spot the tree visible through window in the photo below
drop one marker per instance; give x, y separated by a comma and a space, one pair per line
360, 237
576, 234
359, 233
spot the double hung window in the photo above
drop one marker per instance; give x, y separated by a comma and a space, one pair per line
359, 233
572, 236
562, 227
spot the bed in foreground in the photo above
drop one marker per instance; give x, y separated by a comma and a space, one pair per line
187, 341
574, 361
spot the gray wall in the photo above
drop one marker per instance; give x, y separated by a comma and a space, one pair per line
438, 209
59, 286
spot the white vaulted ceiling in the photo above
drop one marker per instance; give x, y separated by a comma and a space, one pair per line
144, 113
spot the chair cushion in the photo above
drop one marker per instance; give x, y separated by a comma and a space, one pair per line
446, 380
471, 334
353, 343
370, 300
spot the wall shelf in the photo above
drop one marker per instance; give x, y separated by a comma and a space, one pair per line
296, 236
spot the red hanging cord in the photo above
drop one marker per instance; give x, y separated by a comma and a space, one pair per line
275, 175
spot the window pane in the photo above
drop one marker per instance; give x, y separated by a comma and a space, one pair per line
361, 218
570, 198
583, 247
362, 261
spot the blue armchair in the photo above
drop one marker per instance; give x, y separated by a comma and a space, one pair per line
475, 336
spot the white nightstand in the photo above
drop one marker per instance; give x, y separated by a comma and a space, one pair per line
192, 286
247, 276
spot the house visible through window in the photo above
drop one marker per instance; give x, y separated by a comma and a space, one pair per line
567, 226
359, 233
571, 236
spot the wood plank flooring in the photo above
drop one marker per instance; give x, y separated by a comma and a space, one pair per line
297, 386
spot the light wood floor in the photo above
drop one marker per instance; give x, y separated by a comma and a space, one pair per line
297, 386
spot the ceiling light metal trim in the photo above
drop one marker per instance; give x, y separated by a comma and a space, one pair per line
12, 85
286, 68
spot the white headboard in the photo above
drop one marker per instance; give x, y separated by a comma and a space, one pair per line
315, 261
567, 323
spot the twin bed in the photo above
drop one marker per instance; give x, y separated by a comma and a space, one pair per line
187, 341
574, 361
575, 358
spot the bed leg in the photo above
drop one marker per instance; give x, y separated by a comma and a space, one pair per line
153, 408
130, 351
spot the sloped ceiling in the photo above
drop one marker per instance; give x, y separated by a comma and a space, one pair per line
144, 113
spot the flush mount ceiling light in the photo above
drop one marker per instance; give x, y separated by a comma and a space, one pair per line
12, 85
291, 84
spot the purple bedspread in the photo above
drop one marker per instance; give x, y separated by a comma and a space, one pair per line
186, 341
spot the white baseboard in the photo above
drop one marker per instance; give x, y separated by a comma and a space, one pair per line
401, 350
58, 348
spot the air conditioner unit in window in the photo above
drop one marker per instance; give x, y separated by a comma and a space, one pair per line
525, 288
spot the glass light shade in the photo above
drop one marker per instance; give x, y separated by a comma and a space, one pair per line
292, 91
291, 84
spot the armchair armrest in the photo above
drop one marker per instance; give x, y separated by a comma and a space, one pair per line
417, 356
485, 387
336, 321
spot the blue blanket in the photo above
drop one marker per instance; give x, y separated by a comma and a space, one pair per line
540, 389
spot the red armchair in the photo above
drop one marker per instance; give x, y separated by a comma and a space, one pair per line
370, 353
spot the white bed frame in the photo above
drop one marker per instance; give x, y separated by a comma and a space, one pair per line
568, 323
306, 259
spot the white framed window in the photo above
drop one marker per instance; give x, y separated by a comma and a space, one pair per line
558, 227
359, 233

[Do this]:
Convert every line of the records above into a numbered list, leaving out blank lines.

[Exercise answer]:
1. spot the tree visible through window in the photo below
2. drop one marker per instance; give x, y separated by a comma and a space, one pair per line
3. 360, 237
4. 576, 234
5. 359, 233
6. spot the double hung window in the photo above
7. drop one marker per instance; give x, y separated by a comma and a space, one pair per line
8. 359, 233
9. 572, 236
10. 562, 227
11. spot the bed in foreground in the photo above
12. drop one marker per instance; give x, y separated by a comma and a space, one pair per line
13. 187, 341
14. 574, 361
15. spot the gray wall in the photo above
16. drop one marker per instance; give x, y separated by a comma and a space, one pair per line
17. 438, 209
18. 59, 286
19. spot the white vaulted ceiling in the photo above
20. drop one marker per instance; give x, y separated by a comma and a space, one pair per line
21. 144, 113
22. spot the chair cushion in the photo above
23. drop one marker per instance; give x, y separated by a comma and a space, one pair per line
24. 446, 380
25. 471, 334
26. 353, 343
27. 370, 300
28. spot the wall shelf in the photo above
29. drop one marker per instance; give x, y separated by a comma and a space, one pair per line
30. 296, 236
31. spot the red hanging cord in the photo above
32. drop one marker per instance; give x, y separated by a comma and a space, one pair per line
33. 275, 175
34. spot the window pane in the photo above
35. drop one marker per instance; give x, y separated by a comma and a space, one pair per line
36. 361, 218
37. 570, 198
38. 583, 247
39. 362, 261
40. spot the blue armchair in the photo above
41. drop one marker per instance; give x, y separated by a comma and a space, one pair per line
42. 475, 336
43. spot the white nightstand in the photo above
44. drop one marker per instance; give x, y separated by a comma and a space, one pair per line
45. 192, 286
46. 247, 276
47. spot the house visible through window in the photo above
48. drop one marker per instance; give x, y separated by a comma and a space, one pair per line
49. 567, 226
50. 359, 233
51. 571, 236
52. spot the wood plank flooring in the photo above
53. drop one marker per instance; give x, y separated by a comma and a space, one pair per line
54. 297, 386
55. spot the light wood floor in the photo above
56. drop one marker per instance; give x, y separated by a comma and a space, one pair per line
57. 297, 386
58. spot the ceiling light metal trim in the photo above
59. drop one marker per instance; give x, y separated by a comma and a space, one pair per line
60. 12, 85
61. 286, 68
62. spot the white headboard in the photo above
63. drop one marker per instance; give x, y separated by a comma and a space, one pair per line
64. 315, 261
65. 567, 323
66. spot the twin bed in the photo above
67. drop one marker per instance; give x, y separated by a comma and a space, one pair per line
68. 187, 341
69. 574, 361
70. 575, 358
71. spot the bed leg in the photo above
72. drop one marker per instance; give x, y separated by a comma and a space, one pair per line
73. 153, 408
74. 130, 351
75. spot the sloped ceiling in the photo above
76. drop one marker per instance; give x, y separated by a comma and a space, one pair per line
77. 144, 113
78. spot the flush mount ceiling light in the photo above
79. drop one marker per instance; give x, y separated by a comma and a space, one pair per line
80. 12, 85
81. 291, 84
82. spot the purple bedspread in the photo above
83. drop one marker per instance; give x, y separated by a comma and a space, one pair per line
84. 186, 341
85. spot the white baseboard in the photo above
86. drop one marker per instance; give x, y separated by a comma and a space, one pair per line
87. 401, 350
88. 58, 348
89. spot the air conditioner unit in window in the photo above
90. drop one marker per instance; give x, y separated by a comma and a space, one pair per line
91. 525, 288
92. spot the glass light shade in the photo above
93. drop one marker per instance; give x, y separated by a comma and a space, one pair per line
94. 292, 91
95. 291, 84
96. spot the armchair armrest in the photo above
97. drop one marker per instance; give x, y separated by a comma and a space, one pair per line
98. 417, 356
99. 485, 387
100. 336, 321
101. spot the blue blanket in the photo above
102. drop one marker per instance; give x, y separated by a comma and a space, one pair per line
103. 540, 389
104. spot the red armchair in the photo above
105. drop one marker per instance; give x, y separated by a comma and a space, one pair per line
106. 370, 353
107. spot the white bed frame in the photo above
108. drop one marker per instance; give x, y separated by a comma and a space, one pair per line
109. 568, 323
110. 306, 259
111. spot the white framed window in the photo above
112. drop one marker per instance; give x, y separated by a comma and a space, one pair per line
113. 558, 227
114. 359, 233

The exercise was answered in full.